_TEXT SECTION_:
Did you put your shoes on the window sill?

17. When a pancake is extremely flat in your country and you roll it up instead of folding it.

That's true everywhere except the US.

20. When guys keep telling you that Hungarian girls are the cutest and prettiest and they hope that you believe it and they get laid.

But it's true! (my phone number goes here)

21. When they wanna show off by saying that they know your capital: Bucharest and no, they are not joking!

Would you sleep with me if I could pronounce Pest correctly? :)

26. When you start counting on your hand with one being the thumb.

I most primates of genus Homo do that.

31. When you have difficulty pronouncing words starting with "W" in English, but you're capable of creating long and meaningful sentences using only "E" vowels in your mother tongue.

Hmm, I have no difficulty pronouncing words that start with a W, but cannot think of a long or meaningful sentence in English using only the vowel E.

39. When zou cant tzpe on and english kezboard because y and z are mixed up.

German keyboards also have y and z swapped relative to English.

40. When you know the difference between s and sz. and also u and ü.

I know the difference between s and sz, but not u and ü. (Do I get a point if I know the difference between a and á instead?)

42. When you understand cynicism and sarcasm; and you at often times are cynical/sarcastic yourself.

_STATED TASK 1_: From the Hungarian list, echo the stretch from "31. When you" through "are mixed up." word for word.

_THE INPUT_:
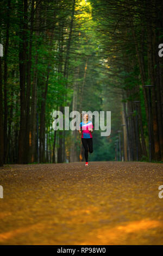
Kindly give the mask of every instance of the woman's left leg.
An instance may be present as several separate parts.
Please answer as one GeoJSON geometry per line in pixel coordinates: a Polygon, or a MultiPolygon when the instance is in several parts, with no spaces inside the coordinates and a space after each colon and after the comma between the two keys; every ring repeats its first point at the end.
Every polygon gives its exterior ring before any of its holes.
{"type": "Polygon", "coordinates": [[[93,152],[93,140],[92,138],[87,139],[87,144],[89,149],[89,153],[92,153],[93,152]]]}

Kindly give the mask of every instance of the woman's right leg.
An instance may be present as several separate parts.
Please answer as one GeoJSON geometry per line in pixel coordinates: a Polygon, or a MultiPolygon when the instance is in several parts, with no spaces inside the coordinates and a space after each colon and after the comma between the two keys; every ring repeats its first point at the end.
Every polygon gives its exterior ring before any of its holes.
{"type": "Polygon", "coordinates": [[[84,155],[85,155],[85,162],[87,162],[88,147],[87,147],[87,139],[85,139],[84,138],[82,138],[82,142],[83,145],[85,149],[84,155]]]}

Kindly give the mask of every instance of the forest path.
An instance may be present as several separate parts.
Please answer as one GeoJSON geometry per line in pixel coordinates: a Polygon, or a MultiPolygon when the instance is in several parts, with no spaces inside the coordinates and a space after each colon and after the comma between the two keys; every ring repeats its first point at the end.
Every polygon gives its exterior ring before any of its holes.
{"type": "Polygon", "coordinates": [[[1,167],[0,244],[162,245],[163,165],[89,163],[1,167]]]}

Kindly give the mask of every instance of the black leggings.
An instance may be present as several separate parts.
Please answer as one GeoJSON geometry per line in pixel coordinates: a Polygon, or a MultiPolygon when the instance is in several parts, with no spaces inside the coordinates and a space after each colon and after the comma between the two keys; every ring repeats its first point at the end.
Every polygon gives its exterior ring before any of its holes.
{"type": "Polygon", "coordinates": [[[88,148],[89,149],[90,153],[92,153],[93,152],[92,138],[90,138],[89,139],[82,138],[82,144],[85,149],[84,155],[85,155],[85,162],[87,162],[88,148]]]}

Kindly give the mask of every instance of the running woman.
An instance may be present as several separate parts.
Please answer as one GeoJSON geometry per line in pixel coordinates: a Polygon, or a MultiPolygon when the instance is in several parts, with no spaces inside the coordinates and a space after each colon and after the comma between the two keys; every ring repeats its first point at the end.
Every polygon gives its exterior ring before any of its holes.
{"type": "Polygon", "coordinates": [[[80,123],[79,130],[79,133],[82,133],[82,142],[85,149],[84,155],[85,159],[85,166],[88,166],[88,149],[90,153],[93,152],[92,135],[93,126],[92,123],[88,120],[87,114],[83,116],[83,121],[80,123]]]}

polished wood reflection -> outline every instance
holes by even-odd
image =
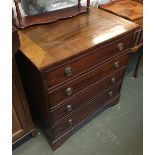
[[[90,13],[19,31],[21,51],[40,70],[138,25],[95,7]]]

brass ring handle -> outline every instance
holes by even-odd
[[[115,77],[111,79],[111,83],[112,84],[116,83],[116,78]]]
[[[123,43],[119,43],[118,45],[117,45],[117,47],[118,47],[118,50],[119,51],[122,51],[123,50]]]
[[[67,112],[70,112],[70,111],[72,111],[72,106],[69,104],[69,105],[67,105],[66,106],[66,110],[67,110]]]
[[[64,74],[65,74],[66,76],[71,76],[71,75],[72,75],[72,68],[71,68],[71,67],[65,68]]]
[[[73,121],[72,119],[69,119],[68,122],[67,122],[68,126],[71,126],[73,124]]]
[[[110,97],[113,96],[113,92],[112,91],[110,91],[108,94],[109,94]]]
[[[73,93],[73,89],[72,88],[67,88],[65,91],[65,95],[70,96]]]
[[[115,63],[114,63],[114,68],[115,68],[115,69],[119,68],[119,62],[115,62]]]

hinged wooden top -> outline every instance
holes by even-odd
[[[136,28],[137,24],[91,7],[89,15],[19,31],[20,50],[41,70]]]

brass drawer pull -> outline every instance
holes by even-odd
[[[72,111],[72,106],[69,104],[69,105],[67,105],[66,106],[66,110],[67,110],[67,112],[70,112],[70,111]]]
[[[70,96],[73,93],[73,89],[72,88],[67,88],[65,91],[65,95]]]
[[[64,74],[65,74],[66,76],[71,76],[71,75],[72,75],[72,68],[71,68],[71,67],[65,68]]]
[[[111,83],[112,83],[112,84],[116,83],[116,78],[112,78],[112,79],[111,79]]]
[[[119,68],[119,62],[115,62],[115,63],[114,63],[114,68],[115,68],[115,69]]]
[[[113,92],[112,91],[110,91],[108,94],[109,94],[110,97],[113,96]]]
[[[68,126],[71,126],[73,124],[73,121],[72,119],[69,119],[68,122],[67,122]]]
[[[123,43],[119,43],[118,45],[117,45],[117,47],[118,47],[118,50],[119,51],[122,51],[123,50]]]

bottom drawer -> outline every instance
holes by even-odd
[[[74,125],[82,121],[85,117],[88,117],[91,113],[94,113],[97,109],[106,105],[107,102],[114,99],[119,95],[121,84],[108,89],[106,92],[100,93],[94,97],[89,103],[84,104],[79,110],[72,113],[67,118],[63,119],[57,125],[53,126],[53,135],[58,137],[65,131],[72,128]]]

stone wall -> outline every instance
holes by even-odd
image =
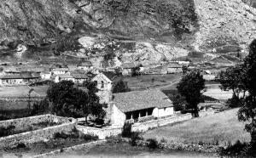
[[[1,124],[4,127],[13,123],[13,125],[16,126],[16,127],[19,127],[22,128],[22,127],[26,126],[26,123],[38,123],[40,121],[47,120],[53,121],[55,122],[60,122],[62,124],[0,138],[0,149],[12,148],[20,143],[30,144],[45,141],[52,138],[54,134],[56,133],[68,133],[72,131],[72,129],[77,124],[77,121],[74,119],[72,119],[72,121],[70,121],[68,118],[59,117],[52,115],[2,121]]]
[[[145,132],[149,128],[165,126],[170,123],[187,121],[192,118],[191,114],[184,114],[180,116],[174,116],[159,120],[152,120],[145,122],[138,122],[132,125],[131,130],[134,132]]]
[[[206,116],[214,114],[214,110],[200,112],[200,116]],[[152,120],[145,122],[137,122],[131,126],[133,132],[145,132],[150,128],[165,126],[171,123],[183,121],[192,119],[191,114],[184,114],[173,116],[159,120]],[[90,127],[77,126],[78,130],[84,134],[96,135],[100,139],[104,139],[106,137],[116,136],[122,133],[123,127],[108,127],[103,128],[96,128]]]
[[[69,123],[68,118],[56,116],[53,115],[43,115],[31,117],[23,117],[19,119],[11,119],[6,121],[0,121],[0,127],[8,127],[9,126],[15,126],[16,129],[23,130],[32,124],[40,122],[49,121],[55,123]]]
[[[83,151],[85,152],[85,151],[89,151],[89,150],[90,148],[93,148],[96,145],[99,145],[99,144],[102,144],[106,142],[107,142],[107,140],[98,140],[98,141],[90,142],[90,143],[87,143],[87,144],[79,144],[79,145],[75,145],[75,146],[72,146],[72,147],[63,148],[61,150],[56,150],[51,151],[49,153],[35,155],[32,158],[51,157],[51,156],[59,155],[63,152],[70,152],[73,150],[83,150]]]
[[[96,135],[99,139],[104,139],[106,137],[116,136],[122,133],[123,127],[109,127],[103,128],[96,128],[90,127],[77,126],[77,129],[84,134]]]

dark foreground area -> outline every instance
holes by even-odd
[[[181,158],[213,158],[213,154],[176,151],[166,150],[149,150],[145,147],[131,146],[128,143],[107,143],[90,149],[83,149],[54,156],[55,158],[80,157],[181,157]]]

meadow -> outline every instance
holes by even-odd
[[[149,130],[143,134],[147,138],[184,144],[224,145],[236,140],[249,142],[250,135],[244,131],[244,122],[237,120],[238,109],[229,110],[212,116],[195,118],[188,121]]]
[[[172,82],[179,80],[183,74],[167,75],[143,75],[138,76],[125,76],[124,81],[127,82],[128,87],[132,90],[147,89],[166,86]]]

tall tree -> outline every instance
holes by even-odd
[[[198,117],[198,104],[202,99],[202,93],[205,90],[205,80],[199,71],[187,73],[177,87],[179,93],[185,97],[188,108],[192,109],[192,115]]]
[[[130,88],[127,86],[127,83],[124,82],[123,79],[118,80],[114,84],[113,87],[113,93],[125,93],[130,92]]]
[[[222,71],[216,77],[221,84],[220,88],[224,91],[232,90],[235,99],[245,99],[247,82],[247,67],[244,65],[227,68]],[[241,96],[241,93],[242,95]]]
[[[53,112],[62,116],[85,116],[86,119],[89,115],[103,117],[105,113],[96,95],[96,83],[88,82],[84,85],[85,91],[75,87],[71,81],[50,85],[47,98],[52,104]]]
[[[92,115],[96,117],[96,120],[103,120],[106,115],[106,111],[103,108],[107,108],[107,104],[100,104],[100,99],[96,93],[99,89],[96,87],[96,82],[84,82],[83,86],[87,88],[88,101],[87,105],[84,106],[82,110],[84,111],[85,121],[89,115]]]
[[[253,149],[256,149],[256,39],[249,46],[249,54],[244,62],[247,67],[246,87],[248,95],[238,111],[238,119],[247,121],[245,129],[251,134]],[[254,151],[256,153],[256,151]]]

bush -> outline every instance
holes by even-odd
[[[154,138],[148,138],[147,139],[147,142],[148,143],[147,144],[147,146],[151,149],[151,150],[154,150],[158,148],[158,142],[156,139]]]
[[[236,157],[249,157],[255,156],[256,153],[253,152],[253,145],[250,145],[247,143],[241,143],[239,140],[235,144],[230,143],[228,144],[226,149],[220,150],[221,156],[236,156]]]
[[[139,136],[139,134],[140,134],[139,133],[131,133],[130,144],[131,144],[131,146],[136,146],[136,145],[137,145],[137,141],[143,139],[143,138],[141,138],[141,137]]]
[[[123,127],[123,131],[121,133],[122,137],[125,138],[131,138],[131,124],[129,122],[125,122]]]
[[[0,127],[0,138],[14,134],[15,128],[15,126],[9,126],[7,127]]]
[[[237,98],[236,95],[233,94],[231,99],[229,99],[227,101],[227,104],[230,108],[237,108],[241,107],[243,105],[242,99]]]

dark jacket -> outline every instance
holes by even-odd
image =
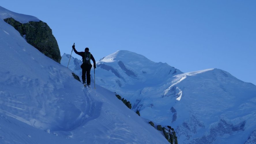
[[[74,51],[75,52],[76,54],[82,57],[82,61],[84,61],[84,53],[85,52],[78,52],[74,48],[73,49],[74,50]],[[93,66],[95,65],[96,65],[96,62],[95,61],[95,59],[94,59],[94,58],[93,57],[93,55],[91,54],[91,59],[93,62]]]

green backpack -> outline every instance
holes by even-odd
[[[83,63],[91,64],[91,53],[89,52],[84,52],[84,59]]]

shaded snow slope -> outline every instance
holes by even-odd
[[[35,18],[0,12],[23,22]],[[66,67],[27,43],[2,14],[0,143],[168,143],[114,93],[98,85],[96,90],[84,88]]]
[[[22,24],[31,21],[38,22],[40,20],[34,16],[13,12],[0,6],[0,20],[3,20],[10,18],[12,18]]]
[[[97,63],[97,83],[130,101],[142,117],[171,126],[179,143],[243,143],[255,129],[256,86],[224,71],[183,73],[125,50]]]

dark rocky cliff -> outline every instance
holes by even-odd
[[[18,31],[28,43],[60,63],[61,57],[59,46],[47,24],[41,21],[22,24],[12,18],[4,20]]]

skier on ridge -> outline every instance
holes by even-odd
[[[96,68],[96,62],[93,56],[93,55],[89,52],[89,48],[86,48],[84,49],[84,52],[78,52],[75,48],[75,45],[73,45],[72,46],[72,48],[74,50],[75,52],[81,56],[82,58],[83,64],[81,65],[81,67],[82,69],[82,80],[83,81],[83,83],[84,84],[85,84],[85,74],[86,74],[86,77],[87,78],[86,83],[87,85],[88,86],[91,84],[91,75],[90,72],[91,69],[93,66],[91,63],[91,59],[93,62],[93,67],[94,69]]]

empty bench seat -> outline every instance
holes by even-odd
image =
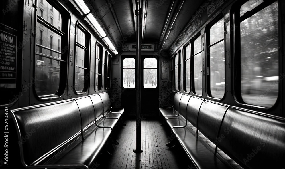
[[[216,136],[213,137],[217,135],[223,113],[226,108],[223,105],[183,95],[179,104],[179,116],[167,120],[177,140],[197,168],[233,168],[222,158],[215,155],[213,144],[209,144],[210,140],[214,140]],[[214,109],[216,111],[213,111]],[[209,112],[211,113],[208,114]],[[199,135],[197,134],[197,126],[206,136],[203,139],[200,136],[202,135],[201,133],[199,132]],[[215,132],[217,128],[217,132]]]
[[[179,110],[166,122],[196,168],[285,168],[284,118],[185,95]]]
[[[164,120],[173,116],[176,116],[178,115],[179,105],[180,100],[182,94],[179,93],[176,93],[174,95],[174,103],[172,107],[161,107],[159,108],[159,111],[163,117]]]
[[[285,168],[284,118],[230,108],[220,133],[218,147],[244,168]]]
[[[103,103],[97,94],[12,110],[23,165],[94,167],[121,115],[104,118]]]

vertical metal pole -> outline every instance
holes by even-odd
[[[136,97],[137,98],[137,128],[136,135],[137,138],[136,147],[134,152],[141,153],[142,150],[141,149],[141,13],[139,1],[136,0],[136,15],[137,15],[137,63],[136,66],[136,79],[137,85]]]

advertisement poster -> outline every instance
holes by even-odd
[[[16,87],[16,31],[0,24],[0,88]]]

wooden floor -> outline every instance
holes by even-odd
[[[168,126],[161,126],[161,123],[147,119],[142,121],[141,142],[143,151],[136,154],[133,152],[136,149],[136,122],[135,120],[125,120],[127,125],[117,128],[113,136],[119,144],[109,144],[109,151],[112,155],[102,155],[93,169],[194,168],[181,147],[170,148],[166,146],[170,141],[168,137],[171,136],[170,129]]]

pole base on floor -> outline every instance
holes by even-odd
[[[138,150],[137,149],[134,150],[134,152],[136,153],[141,153],[142,152],[142,150]]]

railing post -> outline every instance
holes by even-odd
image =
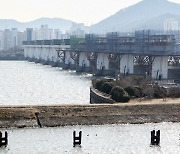
[[[37,120],[37,124],[39,125],[40,128],[42,128],[42,124],[41,124],[41,121],[39,119],[39,112],[35,112],[35,117],[36,117],[36,120]]]
[[[73,132],[73,147],[81,145],[82,131],[79,132],[79,136],[76,136],[76,131]]]
[[[2,132],[0,132],[0,147],[3,145],[7,145],[8,144],[8,133],[5,131],[5,136],[2,137]]]
[[[151,145],[159,145],[160,144],[160,130],[156,131],[155,130],[151,131]]]

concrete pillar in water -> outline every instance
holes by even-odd
[[[74,65],[75,61],[71,58],[70,52],[69,51],[65,51],[65,64],[69,65]]]
[[[25,47],[24,47],[24,57],[25,57],[25,58],[28,58],[28,50],[29,50],[29,47],[28,47],[28,46],[25,46]]]
[[[168,56],[157,56],[152,64],[152,78],[161,80],[168,76]]]
[[[134,56],[127,54],[122,55],[120,60],[120,73],[133,74],[134,73]]]
[[[86,52],[80,52],[79,53],[79,66],[85,66],[85,67],[89,67],[90,66],[90,62],[87,59],[87,55]]]
[[[108,70],[109,69],[109,59],[107,54],[98,53],[97,56],[97,69],[98,70]]]

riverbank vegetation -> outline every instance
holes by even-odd
[[[165,88],[151,78],[129,76],[121,79],[96,79],[92,81],[97,90],[111,95],[116,102],[130,99],[180,98],[180,87]]]

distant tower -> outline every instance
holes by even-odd
[[[176,19],[169,18],[164,21],[164,31],[179,30],[179,22]]]

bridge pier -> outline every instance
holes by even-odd
[[[64,69],[76,69],[75,61],[71,58],[70,51],[65,51]]]
[[[92,67],[90,67],[90,61],[86,52],[79,53],[79,65],[76,67],[77,72],[92,72]]]
[[[106,53],[98,53],[97,55],[97,70],[95,75],[97,76],[114,76],[115,71],[109,69],[109,58]]]
[[[156,56],[152,64],[152,78],[156,80],[167,79],[168,56]]]
[[[130,54],[122,55],[120,60],[120,73],[128,75],[134,73],[134,56]]]

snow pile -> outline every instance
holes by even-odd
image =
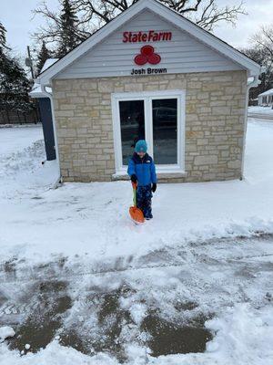
[[[217,332],[207,345],[219,363],[273,363],[273,308],[253,309],[249,304],[229,308],[221,318],[207,322],[207,328]],[[229,361],[229,362],[228,362]]]
[[[6,346],[0,345],[1,363],[5,365],[117,365],[118,362],[106,354],[93,358],[84,355],[72,348],[66,348],[57,341],[51,342],[36,354],[28,352],[20,356],[18,351],[10,351]]]
[[[205,353],[189,353],[153,358],[148,349],[137,345],[127,348],[129,365],[269,365],[273,361],[273,308],[255,309],[249,304],[230,308],[221,318],[206,322],[216,336]],[[35,335],[35,334],[34,334]],[[38,353],[20,357],[18,351],[0,345],[0,358],[5,365],[117,365],[112,357],[99,353],[84,355],[54,340]]]
[[[15,332],[11,327],[4,326],[0,327],[0,342],[4,342],[5,339],[14,337]]]

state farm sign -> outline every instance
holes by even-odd
[[[141,42],[163,42],[172,40],[172,32],[156,32],[149,30],[148,32],[124,32],[124,43],[141,43]]]

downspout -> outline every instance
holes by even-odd
[[[54,140],[55,140],[55,151],[56,151],[56,158],[57,166],[58,166],[58,177],[57,177],[56,181],[55,182],[55,183],[53,184],[52,188],[53,189],[56,189],[63,182],[63,177],[62,177],[62,174],[61,174],[59,146],[58,146],[58,139],[57,139],[57,133],[56,133],[56,118],[55,118],[53,97],[52,97],[52,94],[50,92],[46,91],[45,85],[41,85],[41,89],[42,89],[42,92],[45,94],[45,96],[46,96],[46,98],[49,98],[50,105],[51,105],[51,110],[52,110],[53,132],[54,132]]]
[[[248,86],[247,86],[244,141],[243,141],[243,149],[242,149],[242,165],[241,165],[240,180],[244,179],[244,172],[245,172],[245,155],[246,155],[246,141],[247,141],[247,131],[248,131],[248,101],[249,101],[249,90],[251,88],[255,88],[259,84],[258,77],[259,77],[259,75],[254,76],[253,80],[250,81],[250,83],[248,83]]]

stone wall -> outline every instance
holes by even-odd
[[[56,79],[53,96],[65,181],[110,181],[115,173],[111,93],[186,89],[186,176],[241,177],[246,71]]]

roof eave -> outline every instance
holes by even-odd
[[[243,68],[249,72],[249,76],[256,77],[260,75],[261,67],[252,59],[248,58],[247,56],[233,48],[231,46],[221,41],[219,38],[207,32],[200,26],[187,21],[186,18],[183,18],[181,15],[177,14],[174,11],[170,11],[169,8],[158,3],[157,0],[140,0],[131,5],[126,11],[121,13],[116,18],[113,19],[106,26],[99,29],[96,35],[91,36],[74,50],[69,52],[66,56],[59,59],[49,68],[44,71],[40,76],[38,76],[36,82],[42,85],[50,85],[52,78],[54,78],[65,68],[90,50],[98,42],[101,42],[103,39],[105,39],[105,37],[116,30],[124,23],[130,20],[133,16],[145,9],[148,9],[156,14],[159,14],[161,17],[164,17],[170,23],[173,23],[178,28],[187,32],[191,36],[202,41],[204,44],[211,47],[213,49],[216,49],[225,57],[228,57],[234,62],[239,64]]]

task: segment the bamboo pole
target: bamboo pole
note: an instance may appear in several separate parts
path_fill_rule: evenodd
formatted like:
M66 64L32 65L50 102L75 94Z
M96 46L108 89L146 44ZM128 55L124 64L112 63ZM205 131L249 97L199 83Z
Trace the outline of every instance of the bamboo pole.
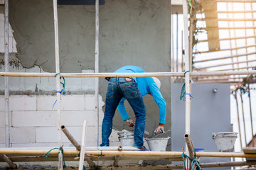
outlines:
M7 156L11 155L43 155L47 153L48 149L0 149L0 154L4 154ZM59 150L53 150L49 155L57 155ZM64 155L76 156L79 154L78 150L64 150ZM110 150L86 150L85 154L98 155L98 156L145 156L145 157L182 157L182 152L155 152L155 151L110 151ZM196 152L196 157L246 157L255 158L256 154L245 154L243 152Z
M87 121L84 120L82 125L82 134L81 142L81 151L79 159L79 170L83 169L84 160L85 160L85 142L86 142L86 131L87 131Z
M241 151L242 151L242 144L241 126L240 124L240 115L239 115L238 91L235 91L235 102L236 102L236 106L237 106L237 115L238 115L238 130L239 130L239 138L240 138L240 147L241 147Z
M4 154L7 156L11 155L43 155L47 153L48 149L0 149L0 154ZM53 150L49 155L58 155L58 150ZM79 154L77 150L65 150L64 155L76 156ZM144 157L181 157L182 152L155 152L155 151L110 151L110 150L93 150L85 151L85 154L98 155L98 156L144 156ZM256 154L245 154L243 152L196 152L196 157L245 157L245 158L255 158Z
M75 147L77 150L80 150L81 147L78 143L78 142L75 140L75 138L71 135L69 132L68 130L65 128L65 125L60 126L61 130L64 132L64 134L67 136L68 139L71 142L71 143Z
M5 0L4 7L4 68L5 72L9 72L9 0ZM7 76L4 77L4 84L6 147L10 147L9 78Z
M201 168L210 168L210 167L225 167L225 166L240 166L245 165L255 165L255 162L213 162L213 163L201 163L199 164ZM181 169L183 164L167 164L167 165L156 165L156 166L122 166L118 167L98 167L99 170L108 170L108 169Z
M252 123L252 102L250 98L250 84L248 84L248 98L249 98L249 106L250 106L250 117L251 120L251 129L252 129L252 147L255 147L255 139L254 139L254 133L253 133L253 123Z
M61 130L64 132L64 134L67 136L68 139L75 147L77 150L80 151L81 149L81 146L78 143L78 142L74 139L74 137L68 132L68 129L65 127L65 125L61 125ZM90 158L85 158L85 159L90 166L95 166L94 162Z
M57 0L53 0L53 16L54 16L54 38L55 38L55 72L56 72L56 91L60 91L60 57L59 57L59 44L58 44L58 8ZM62 147L61 131L60 131L60 94L57 92L57 115L58 115L58 146ZM59 152L59 165L58 169L63 169L63 156L61 152Z
M198 18L198 21L255 21L255 18Z
M245 147L247 147L247 139L246 139L246 129L245 129L245 112L244 112L244 108L243 108L242 93L242 91L241 91L241 90L240 90L240 98L241 98L241 106L242 106L242 122L243 122L243 127L244 127Z
M245 3L245 2L256 2L255 0L217 0L217 2L240 2L240 3Z
M200 53L201 54L203 54L203 53L209 53L209 52L221 52L221 51L230 51L234 49L242 49L245 47L255 47L255 45L248 45L247 47L245 46L242 46L242 47L236 47L236 48L227 48L227 49L220 49L218 50L218 51L216 51L215 50L208 50L208 51L201 51Z
M99 0L95 1L95 73L99 73ZM96 144L99 146L99 77L95 78Z
M240 39L247 39L247 38L255 38L256 36L247 36L247 37L233 37L233 38L221 38L221 39L210 39L210 40L198 40L198 42L208 42L210 40L219 40L219 41L224 41L224 40L240 40Z
M229 72L191 72L190 76L210 76L223 75L250 75L256 74L256 70L242 70ZM62 77L122 77L122 76L184 76L183 72L146 72L146 73L60 73ZM21 72L0 72L2 76L23 76L23 77L42 77L40 73L21 73ZM58 76L58 75L57 75ZM55 74L49 73L43 74L43 77L54 77Z
M178 72L178 13L176 13L176 72Z
M233 11L225 11L226 13L233 13ZM256 13L256 11L255 11ZM218 11L217 11L218 13ZM220 12L223 13L223 12ZM247 30L247 29L256 29L256 27L252 26L252 27L206 27L206 28L201 28L201 30Z
M246 55L246 56L247 56L247 55ZM233 57L231 59L233 59ZM252 60L243 61L243 62L232 62L232 63L227 63L227 64L217 64L217 65L211 65L211 66L208 66L208 67L200 67L198 69L208 69L208 68L212 68L212 67L227 66L227 65L231 65L231 64L241 64L241 63L245 63L245 62L248 63L248 62L256 62L256 60ZM232 69L235 69L235 68L233 67Z
M122 150L122 146L121 144L119 144L118 146L117 150L119 150L119 151ZM119 159L120 159L120 155L114 156L114 163L113 163L114 166L118 166L118 162L119 161Z
M2 159L5 162L6 162L12 169L17 168L17 165L14 164L12 161L5 154L0 154L0 159Z

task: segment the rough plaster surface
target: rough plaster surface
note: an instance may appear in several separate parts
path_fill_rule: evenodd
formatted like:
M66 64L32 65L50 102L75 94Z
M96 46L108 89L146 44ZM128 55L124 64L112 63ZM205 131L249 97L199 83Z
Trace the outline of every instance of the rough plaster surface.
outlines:
M11 0L9 6L23 66L36 64L54 72L52 1ZM58 8L60 71L93 69L95 6ZM170 64L170 1L106 0L100 6L100 70L127 64L143 67ZM156 63L156 58L159 61Z

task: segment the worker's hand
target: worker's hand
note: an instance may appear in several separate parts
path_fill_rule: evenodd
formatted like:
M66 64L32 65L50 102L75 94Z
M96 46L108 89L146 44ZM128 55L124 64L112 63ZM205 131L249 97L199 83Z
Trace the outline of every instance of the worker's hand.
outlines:
M155 129L155 130L154 131L154 133L155 135L159 134L159 133L163 133L164 131L164 124L161 124L159 123L159 125Z
M134 127L135 125L135 120L134 120L131 118L127 119L126 121L127 121L127 124L129 127Z

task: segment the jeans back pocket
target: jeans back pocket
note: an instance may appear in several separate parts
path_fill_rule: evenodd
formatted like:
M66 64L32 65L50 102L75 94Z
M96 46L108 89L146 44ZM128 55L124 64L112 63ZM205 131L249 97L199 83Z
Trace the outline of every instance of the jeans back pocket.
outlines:
M110 99L114 96L114 85L109 84L107 86L107 92L106 94L106 98Z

_STATED TASK 2_: Duplicate the stretch of the records from the line that contains "wooden floor -> outline every instance" through the line that contains "[[[176,19],[169,18],[164,21],[164,31],[179,30],[179,22]]]", and leave the pictures out.

_RESPONSE 1_:
31. When you have difficulty pronouncing words starting with "W" in English, but you're capable of creating long and meaningful sentences using only "E" vowels in your mother tongue.

Hmm, I have no difficulty pronouncing words that start with a W, but cannot think of a long or meaningful sentence in English using only the vowel E.

39. When zou cant tzpe on and english kezboard because y and z are mixed up.

_RESPONSE 2_:
wooden floor -> outline every instance
holes by even-odd
[[[168,126],[161,126],[161,123],[147,119],[142,121],[141,142],[143,151],[136,154],[133,152],[136,149],[136,122],[135,120],[125,120],[127,125],[117,128],[113,136],[119,144],[109,144],[109,151],[112,155],[102,155],[93,169],[194,168],[181,147],[170,148],[166,146],[170,141],[168,137],[171,136],[170,129]]]

pole base on floor -> outline every instance
holes by even-odd
[[[138,150],[137,149],[134,150],[134,152],[136,153],[141,153],[142,152],[142,150]]]

railing post -> outline every instance
holes by even-odd
image =
[[[37,120],[37,124],[39,125],[40,128],[42,128],[42,124],[41,124],[41,121],[39,119],[39,112],[35,112],[35,117],[36,117],[36,120]]]
[[[73,132],[73,147],[81,145],[82,131],[79,132],[79,136],[76,136],[76,131]]]
[[[2,132],[0,132],[0,147],[3,145],[7,145],[8,144],[8,133],[5,131],[5,136],[2,137]]]
[[[151,145],[159,145],[160,144],[160,130],[156,131],[155,130],[151,131]]]

concrete pillar in water -> outline every instance
holes by even-odd
[[[74,65],[75,61],[71,58],[70,52],[69,51],[65,51],[65,64],[69,65]]]
[[[25,47],[24,47],[24,57],[25,57],[25,58],[28,58],[28,50],[29,50],[29,47],[28,47],[28,46],[25,46]]]
[[[168,56],[157,56],[152,64],[152,78],[161,80],[168,76]]]
[[[134,56],[127,54],[122,55],[120,60],[120,73],[133,74],[134,73]]]
[[[86,52],[80,52],[79,53],[79,66],[85,66],[85,67],[89,67],[90,66],[90,62],[87,59],[87,55]]]
[[[108,70],[109,69],[109,59],[107,54],[98,53],[97,56],[97,69],[98,70]]]

riverbank vegetation -> outline every instance
holes by even-odd
[[[165,88],[151,78],[129,76],[121,79],[96,79],[92,81],[97,90],[111,95],[116,102],[130,99],[180,98],[180,87]]]

distant tower -> outline every instance
holes by even-odd
[[[176,19],[169,18],[164,21],[164,31],[179,30],[179,22]]]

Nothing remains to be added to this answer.